→ **Work to complete**: Can you copy every one of the lines below word for word, with the pictures left out?

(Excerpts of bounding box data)
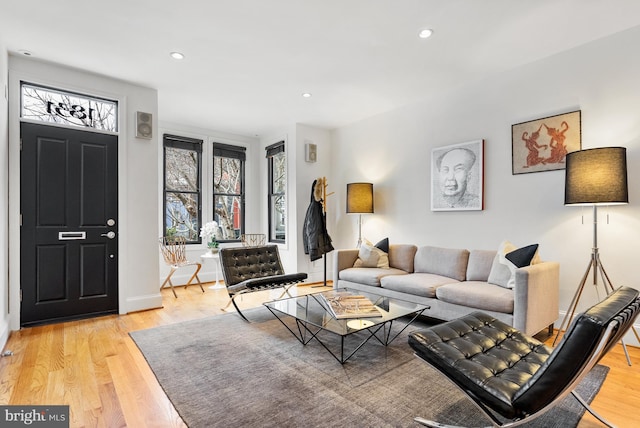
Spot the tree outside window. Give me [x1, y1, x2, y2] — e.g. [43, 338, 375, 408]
[213, 143, 246, 242]
[163, 135, 202, 243]
[266, 141, 287, 242]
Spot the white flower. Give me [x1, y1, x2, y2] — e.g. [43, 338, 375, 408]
[200, 221, 218, 242]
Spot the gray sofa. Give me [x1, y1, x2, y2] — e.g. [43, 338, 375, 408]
[333, 244, 560, 335]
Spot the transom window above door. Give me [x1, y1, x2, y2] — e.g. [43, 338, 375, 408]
[20, 82, 118, 132]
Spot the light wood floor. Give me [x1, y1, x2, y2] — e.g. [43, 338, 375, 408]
[0, 284, 640, 428]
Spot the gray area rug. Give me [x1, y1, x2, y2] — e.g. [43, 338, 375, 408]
[130, 308, 609, 428]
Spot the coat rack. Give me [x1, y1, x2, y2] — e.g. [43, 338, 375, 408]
[318, 177, 335, 287]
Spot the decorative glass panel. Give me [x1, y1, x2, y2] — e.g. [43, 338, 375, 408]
[21, 83, 118, 132]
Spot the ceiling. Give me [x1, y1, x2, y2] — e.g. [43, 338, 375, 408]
[0, 0, 640, 136]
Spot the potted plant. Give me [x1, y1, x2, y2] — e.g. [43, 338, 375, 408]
[200, 221, 220, 254]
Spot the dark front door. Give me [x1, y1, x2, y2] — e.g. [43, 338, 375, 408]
[20, 123, 118, 326]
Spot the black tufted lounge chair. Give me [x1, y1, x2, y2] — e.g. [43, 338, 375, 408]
[409, 287, 640, 427]
[219, 245, 307, 321]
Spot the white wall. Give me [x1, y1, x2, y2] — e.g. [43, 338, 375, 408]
[0, 41, 10, 350]
[290, 124, 336, 282]
[8, 56, 162, 329]
[330, 27, 640, 342]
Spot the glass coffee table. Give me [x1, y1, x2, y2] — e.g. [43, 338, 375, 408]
[264, 288, 429, 364]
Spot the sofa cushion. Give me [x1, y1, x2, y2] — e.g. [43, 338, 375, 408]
[389, 244, 418, 273]
[339, 268, 407, 287]
[414, 246, 469, 281]
[353, 241, 389, 269]
[436, 281, 514, 314]
[467, 250, 496, 281]
[380, 273, 455, 297]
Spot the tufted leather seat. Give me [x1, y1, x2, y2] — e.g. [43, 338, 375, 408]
[219, 245, 307, 320]
[409, 287, 640, 426]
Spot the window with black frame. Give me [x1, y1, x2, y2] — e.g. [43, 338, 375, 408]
[163, 134, 202, 243]
[266, 141, 287, 243]
[213, 143, 246, 242]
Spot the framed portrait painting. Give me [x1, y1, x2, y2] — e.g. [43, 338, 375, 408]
[511, 110, 582, 175]
[431, 140, 484, 211]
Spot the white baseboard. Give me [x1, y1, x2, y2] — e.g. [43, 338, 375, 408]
[120, 287, 162, 314]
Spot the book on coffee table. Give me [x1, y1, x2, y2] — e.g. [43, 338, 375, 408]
[320, 291, 381, 319]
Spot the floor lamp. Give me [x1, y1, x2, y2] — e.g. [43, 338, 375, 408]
[347, 183, 373, 248]
[553, 147, 640, 365]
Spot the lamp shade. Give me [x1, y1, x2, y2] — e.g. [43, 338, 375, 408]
[347, 183, 373, 214]
[564, 147, 629, 205]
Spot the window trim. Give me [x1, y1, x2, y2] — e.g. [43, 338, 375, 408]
[210, 141, 247, 243]
[265, 140, 288, 244]
[162, 134, 204, 244]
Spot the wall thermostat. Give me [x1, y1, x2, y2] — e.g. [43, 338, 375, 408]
[304, 143, 318, 162]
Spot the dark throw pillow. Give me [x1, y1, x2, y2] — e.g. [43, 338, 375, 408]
[374, 238, 389, 253]
[504, 244, 538, 267]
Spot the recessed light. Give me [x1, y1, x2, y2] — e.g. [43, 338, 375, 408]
[418, 28, 433, 39]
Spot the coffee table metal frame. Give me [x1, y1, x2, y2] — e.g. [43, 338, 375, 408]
[264, 288, 429, 364]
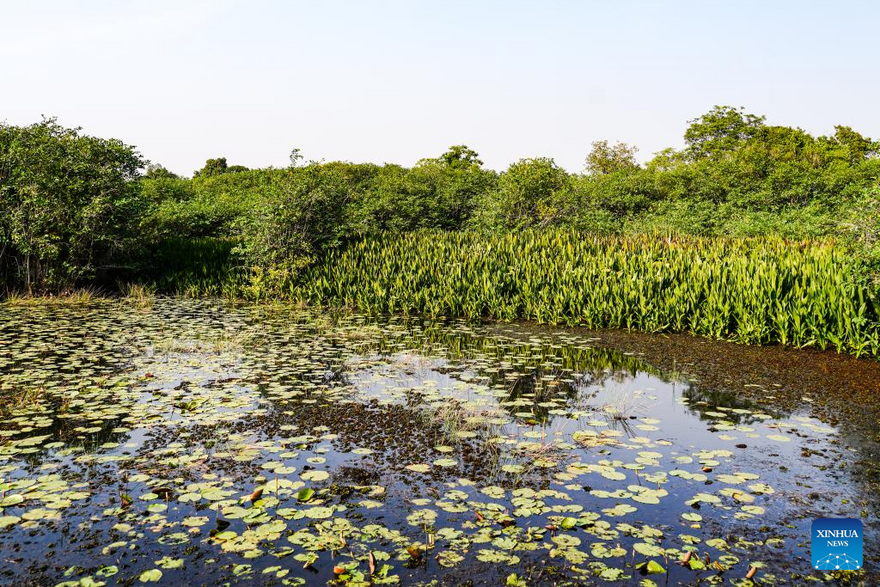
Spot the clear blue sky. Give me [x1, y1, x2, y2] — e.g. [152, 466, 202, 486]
[0, 0, 880, 174]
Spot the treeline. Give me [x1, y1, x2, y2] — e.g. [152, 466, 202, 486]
[0, 107, 880, 290]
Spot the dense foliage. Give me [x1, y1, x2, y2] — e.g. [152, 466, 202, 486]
[290, 230, 880, 355]
[0, 119, 146, 289]
[0, 106, 880, 352]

→ **Task output**:
Spot the tree outside window. Give me [x1, y1, x2, y2] — e.g. [43, 338, 375, 408]
[213, 143, 246, 242]
[163, 135, 202, 243]
[266, 141, 287, 242]
Spot the white flower. Give me [x1, y1, x2, y2] — e.g. [43, 338, 375, 408]
[200, 221, 218, 242]
Spot the gray sofa. Give me [x1, y1, x2, y2] — e.g. [43, 338, 375, 408]
[333, 244, 560, 335]
Spot the transom window above door. Give me [x1, y1, x2, y2] — e.g. [43, 338, 375, 408]
[20, 82, 118, 132]
Spot the light wood floor. Give me [x1, y1, x2, y2] — e.g. [43, 338, 375, 408]
[0, 284, 640, 428]
Spot the gray area rug. Give me [x1, y1, x2, y2] — e.g. [43, 338, 375, 408]
[130, 308, 609, 428]
Spot the coat rack. Give me [x1, y1, x2, y2] — e.g. [43, 338, 375, 408]
[318, 177, 335, 287]
Spot the decorative glass panel. Give me [x1, y1, x2, y2] — e.g. [43, 338, 375, 408]
[21, 83, 118, 132]
Spot the ceiling. Give me [x1, y1, x2, y2] — e.g. [43, 338, 375, 408]
[0, 0, 640, 136]
Spot the potted plant. Give me [x1, y1, x2, y2] — e.g. [43, 338, 375, 408]
[200, 221, 220, 254]
Spot the dark front door. Give me [x1, y1, x2, y2] — e.g. [43, 338, 375, 408]
[20, 123, 118, 326]
Spot the black tufted lounge chair. Give me [x1, y1, x2, y2] — e.g. [43, 338, 375, 408]
[409, 287, 640, 427]
[219, 245, 307, 321]
Spot the white wall. Give me [x1, y1, x2, y2] — e.g. [43, 338, 375, 408]
[0, 41, 10, 350]
[290, 124, 336, 282]
[8, 56, 162, 329]
[330, 27, 640, 342]
Spot the glass coffee table. Give me [x1, y1, x2, y2] — e.g. [43, 338, 375, 408]
[264, 288, 429, 364]
Spot the sofa cushion. Give me [x1, y1, x2, y2] — e.g. [43, 338, 375, 408]
[389, 244, 418, 273]
[339, 268, 407, 287]
[414, 246, 469, 281]
[353, 241, 389, 269]
[436, 281, 514, 314]
[467, 250, 496, 281]
[380, 273, 455, 297]
Spot the tufted leather seat. Give me [x1, y1, x2, y2] — e.g. [43, 338, 375, 408]
[219, 245, 307, 320]
[409, 287, 640, 426]
Spot the window with black frame. Give me [x1, y1, x2, y2] — e.g. [43, 338, 375, 408]
[163, 134, 202, 243]
[266, 141, 287, 243]
[213, 143, 246, 242]
Spot the framed portrait painting. Give me [x1, y1, x2, y2] — e.g. [43, 338, 375, 408]
[511, 110, 582, 175]
[431, 140, 484, 211]
Spot the white baseboard. Give me [x1, y1, x2, y2] — e.g. [43, 338, 375, 408]
[120, 287, 162, 314]
Spot the book on coffee table. Give me [x1, y1, x2, y2] — e.g. [43, 338, 375, 408]
[320, 291, 381, 319]
Spot the floor lamp. Give me [x1, y1, x2, y2] — e.g. [43, 338, 375, 408]
[347, 183, 373, 248]
[553, 147, 640, 365]
Spot the lamp shade. Give me [x1, y1, x2, y2] — e.g. [43, 338, 375, 408]
[347, 183, 373, 214]
[564, 147, 629, 205]
Spot the window trim. Give me [x1, y1, x2, y2] — e.g. [43, 338, 375, 408]
[210, 141, 247, 243]
[265, 140, 288, 244]
[162, 134, 204, 244]
Spot the wall thermostat. Give me [x1, y1, x2, y2] — e.g. [43, 338, 375, 408]
[304, 143, 318, 162]
Spot the dark throw pillow. Give me [x1, y1, x2, y2] — e.g. [43, 338, 375, 408]
[374, 238, 389, 253]
[504, 244, 538, 267]
Spot the recessed light. Give me [x1, y1, x2, y2] — e.g. [43, 338, 375, 408]
[418, 28, 433, 39]
Spot the coffee table metal frame. Give me [x1, y1, x2, y2] — e.g. [43, 338, 375, 408]
[264, 288, 429, 364]
Spot the clear blue sky. Give me [x1, y1, x2, y2] — e.g. [152, 466, 202, 486]
[0, 0, 880, 174]
Spot the treeline. Give me [x1, y1, x2, y2] — e.g. [152, 466, 202, 486]
[0, 107, 880, 290]
Spot the dense foliage. Give me [x1, y1, x2, y2] — e.g. [152, 466, 202, 486]
[290, 230, 880, 355]
[0, 119, 146, 289]
[0, 106, 880, 352]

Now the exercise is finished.